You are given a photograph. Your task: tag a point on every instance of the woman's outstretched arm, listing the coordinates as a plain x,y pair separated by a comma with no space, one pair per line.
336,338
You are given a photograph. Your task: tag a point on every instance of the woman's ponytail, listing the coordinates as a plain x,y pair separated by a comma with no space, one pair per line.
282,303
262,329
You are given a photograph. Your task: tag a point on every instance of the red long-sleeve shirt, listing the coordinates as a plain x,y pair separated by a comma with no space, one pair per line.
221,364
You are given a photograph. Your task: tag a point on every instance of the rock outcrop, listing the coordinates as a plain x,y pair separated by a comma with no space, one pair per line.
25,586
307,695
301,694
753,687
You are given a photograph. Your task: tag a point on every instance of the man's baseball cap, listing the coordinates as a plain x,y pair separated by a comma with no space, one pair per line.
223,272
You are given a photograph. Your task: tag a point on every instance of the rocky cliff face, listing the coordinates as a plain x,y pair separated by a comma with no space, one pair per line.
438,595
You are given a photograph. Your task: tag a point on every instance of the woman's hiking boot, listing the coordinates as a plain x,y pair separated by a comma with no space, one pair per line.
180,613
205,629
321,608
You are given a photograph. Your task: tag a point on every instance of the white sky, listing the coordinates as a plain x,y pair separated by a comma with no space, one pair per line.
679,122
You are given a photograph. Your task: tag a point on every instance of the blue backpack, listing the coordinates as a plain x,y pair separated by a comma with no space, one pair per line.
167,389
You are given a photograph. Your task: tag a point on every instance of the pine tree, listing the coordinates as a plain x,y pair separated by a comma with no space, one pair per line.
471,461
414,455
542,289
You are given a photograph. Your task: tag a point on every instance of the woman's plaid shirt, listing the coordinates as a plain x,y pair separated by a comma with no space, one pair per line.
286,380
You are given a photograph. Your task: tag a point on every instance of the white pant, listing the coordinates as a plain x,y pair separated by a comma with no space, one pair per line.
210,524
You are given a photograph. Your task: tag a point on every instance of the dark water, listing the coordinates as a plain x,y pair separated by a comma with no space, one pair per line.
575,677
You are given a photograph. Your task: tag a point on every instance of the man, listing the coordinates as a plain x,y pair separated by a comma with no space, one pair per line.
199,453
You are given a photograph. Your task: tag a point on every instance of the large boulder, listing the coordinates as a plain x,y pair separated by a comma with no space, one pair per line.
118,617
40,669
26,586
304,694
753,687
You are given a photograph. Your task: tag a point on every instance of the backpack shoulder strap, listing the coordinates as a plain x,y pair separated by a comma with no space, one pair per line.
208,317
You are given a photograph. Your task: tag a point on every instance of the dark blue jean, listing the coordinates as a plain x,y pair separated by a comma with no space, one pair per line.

........

__WHAT IS ASKED__
Give all of the records above again, switching "tag" to "mark" wherever it occurs and leaving everything else unchanged.

__RESPONSE TO THIS TASK__
You are given a photograph. Your task: mark a point on every instance of the woman's outstretched arm, listing the coordinates as a plain x,y pair separated by a comma with no space, one pair per line.
336,338
You are given a photograph. Your task: mark a point on every instance of the woman's ponytail, listing the coordinates as a plain x,y pair separated by a comma with no space, one pair per line.
282,303
262,329
You are given a photograph. Your task: mark a point on every instance of the red long-sleeve shirt, listing the coordinates as a plain x,y pair separated by a comma with no space, one pair per line.
221,364
You are given a photograph. Your task: mark a point on every instance of the rock outcrop, listing the coordinates as a plain x,y pair separated by a comma with no space, one pair per line.
25,586
307,695
301,694
753,687
You are given a photograph. Your task: mark a point on every instance of the man's baseball cap, listing the coordinates as a plain x,y pair separated by a comma with no space, one pair per line.
223,272
You are given a photograph. Your task: mark a point on every instance of the rocky cliff face, listing the coordinates as a plain x,y pair separated by a comma with no space, one pair per line.
438,595
You are given a photograph. Your task: mark a point on every instance of the woman's hiking boot, listing the coordinates as a plain x,y pair separated by a comma with no space, one pair per line.
180,613
205,629
321,608
You are given a photograph. Your task: mark a point on every instance of the white sky, listing the coordinates as a plain x,y pair separated by a comma with no space, one pair per line.
679,122
You are given a photograph. Your task: mark a point on every instance of the blue backpack, listing the coordinates as a plain x,y pair separated by a comma with no space, one pair per line.
167,389
You are given a photograph. Your task: mark a point on every instance of the pine tree, listing the coordinates as a plain x,y pair separated by a comma with no space, one pair per line.
471,461
414,455
542,289
You are given a photograph. Your task: mark a point on every instance of the woman's plaid shirt, listing the coordinates as a plain x,y pair separated by a comma with no space, one pair per line.
286,380
You are given a photograph. Your task: mark a point on every instance of the white pant, listing the coordinates as a plain x,y pair separated by a comma with no space, one pair per line.
210,524
You are given a photograph. Your task: mark a point on every instance of the dark water, listing the coordinates as a plain x,y pair separated by a comma with no space, one pair per line.
575,677
You are given a photograph. Your task: mark a point on every instance of the man, listing the coordinates as a plain x,y pair separated by a comma with no space, one pair per line.
199,453
You are given a photograph. Your task: mark a point on every instance of the large boulder, listing the coordinates as a plain x,y pair separated by a comma with no space, one pair per line.
118,617
40,669
26,586
304,694
753,687
You are given a photograph. Your task: mark a point on every instance of the backpack shoulder strap, listing the coordinates as a plain x,y pair separated by a comma with no space, one pair per line.
208,317
You are given a photograph. Your task: mark a point on every instance of the dark blue jean, listing the coordinates as a plain x,y pair separated by a comma with no space, one pair per line.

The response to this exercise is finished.